→ **WHAT IS EXPECTED**
Extend the article below on the town hall meeting about California's insurance crisis and the FAIR Plan, picking up after its final paragraph.

→ **SUPPLIED TEXT**
================
By RHEA-FRANCES TETLEY
Staff Writer
State Senator Rosilicie Ochoa Bogh’s recent town hall Zoom meeting with Department of Insurance representatives Julia Juarez and Joel Lawcher, Rex Frazier from the Personal Insurance Federation of California and Philip Irwin, who has three decades of work with insurance and the FAIR Plan, was both encouraging and disappointing.
The insurance commissioner’s office promises big changes are coming, but not until the middle of next year; rates will be much higher when those changes finally are written.
It was admitted in the meeting that California is facing an insurance crisis. There are more wildfires, it faces devasting earthquakes and has serious car accidents that result in lawsuits. The insurance companies are not writing policies to cover all these potential disasters for all homeowners that want policies at this time, forcing many to get their coverage through the California FAIR Plan.
The FAIR plan is designed as a method for those unable to get insurance to buy a policy, but it was designed for a small percentage of any area, not the vast number of policies concentrated in one area, such as the mountains are currently experiencing.
There were 154,000 properties under the FAIR Plan in 2019 in California and now 408,000 to 450,000 are being insured under this “insurance of last resort.” It is not state-funded and not taxpayer-funded and is not for profit. It is is funded by the insurance companies but, with such a large number being insured, if it faces a large loss impact, it may be unable to pay all the claims.
It was said that 100 percent of the policies written by the FAIR Plan are policies that the for-profit insurance companies would not write, so the FAIR Plan must write all of those policies that are requested.
Currently, the FAIR Plan department is understaffed, and delays are now occurring, resulting in those policies taking a while to write, which is causing frustration with the customers. Insurance brokers are not agents of the FAIR Plan. The FAIR Plan is not comprehensive insurance; it covers only limited, defined losses, mostly from fire and smoke, leaving most who suffer other losses underinsured.
In January, the insurance companies will be forced to show their data for rate increases and where in the state they intend to write policies and their supporting bond rates. However, changes that consumers will see in rates and new policies are not expected to actually arrive until the middle of next year. This will leave many who are currently facing uninsurability in the insurance gap of coverage, which mortgage companies do not accept.
In the past, insurance companies have based rates on historical figures of where fires have previously occurred and then they did their rates by ZIP Codes, not individual property situations. The insurance companies have asked for approval of rate increases in the range of 35 to 68 percent of current rates. But, beginning next year, people and communities that are being proactive and making serious decisions to make homes firesafe, will be facing new rates that need to be based both on those historical figures and also on the individual actions taken by homeowners to make their homes firesafe and communities making themselves Fire Wise. Already, 10 percent of communities in the state have been identified as Fire Wise and over 5 percent of homeowners have hardened their homes, but these actions have not previously been reflected in rate reductions or coverage.
These past few years, many property owners have been spending money to make their homes safer, many spending tens of thousands of dollars to fire-harden their dwellings and insurance companies have still canceled them or not written policies for them. That’s what needs to change and that’s the heart of the new sustainable insurance strategy.
================
→ **MATERIAL PROVIDED**
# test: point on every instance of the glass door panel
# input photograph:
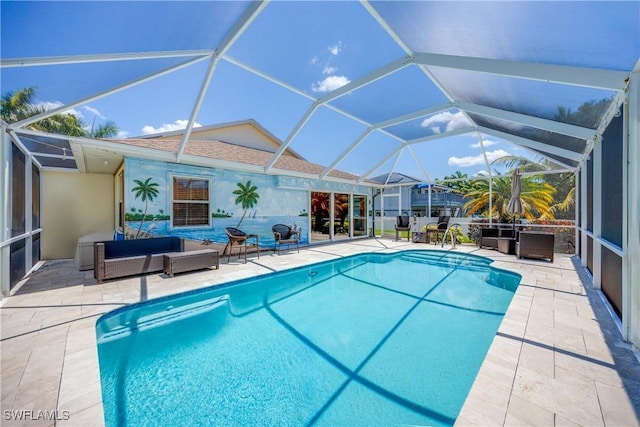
================
→ **RIGHT ANSWER**
The new concept in regulations will allow insurance companies to use forward-looking data that looks at the benefits of any wildfire mitigation being performed by communities and the individual property owners, so the people that have made their homes safer and communities and fire departments that have put in fire breaks to make their homes and communities safer will for the first time get some consideration by the insurance companies when pricing those future rates.
It has been proven in Wrightwood that, during the recent Bridge Fire, and in Running Springs, during the Line Fire, that those who clear and maintain defensible space around their property give the fire agencies space to save their homes and community during massive wildfires.
Insurance companies will also have to show the Department of Insurance that they’re writing policies in underserved areas, such as the San Bernardino Mountains, where they have been canceling policies and not writing new ones. Now the insurance companies must show that they are using the forward-looking-based models. It is said that this style of regulation will ultimately help make rates become more stable, although admittedly at a higher cost to consumers since the insurance companies must be assured they will make a profit or they will completely pull out of the insurance market in California, such as some companies already have done, or are doing through non-renewals and cancellations.
Currently, when a company wants to non-renew, they must give the homeowner a 75-day notice of its intention and give detailed reasons and describe what needs to be mitigated. When given that notice, a homeowner must do the mitigation and get their agent diligently seeking new insurance coverage. Consumers may go to the site www.Uphelp.org to complain or to the insurance commissioner, if they feel the non-renewal is unfair.
Right now, many homeowners in the mountains are suffering from cancellations and an inability to buy insurance other than through the FAIR Plan, which the insurance commissioner states has too many high-risk policies and needs to cut down on the number of policies on the FAIR Plan, especially when they are all concentrated in the same areas.
Currently, because of the recent Line Fire, insurance companies are not permitted to cancel policies locally, except for non-payment or not doing reasonable upgrades to decrease the risk of fire. According to Insurance Commissioner Ricardo Lara, there is now a one-year moratorium on policy cancellations. Many changes will be seen in January, because that is when the new regulations will be rolled out.
At the end of the town hall meeting, few were satisfied with the reports, the current inability to get insurance written in the near future and the prospect of great insurance rate increases in the near future and beyond, especially since rates for many have doubled in the past two years, to retain any insurance coverage at all. Senator Ochoa Bogh was not encouraged by the reports, which did not seem to benefit the people she represents and promises to hold another town hall meeting when anything definitive has been decided or may be implemented. She wants everyone to be informed.
Those homeowners who have questions about their insurance, or an unfair cancellation, should go to www.insurance.ca.gov or call (800) 927-4357. Questions can range from finding insurance to addressing problems with claims and cancellations.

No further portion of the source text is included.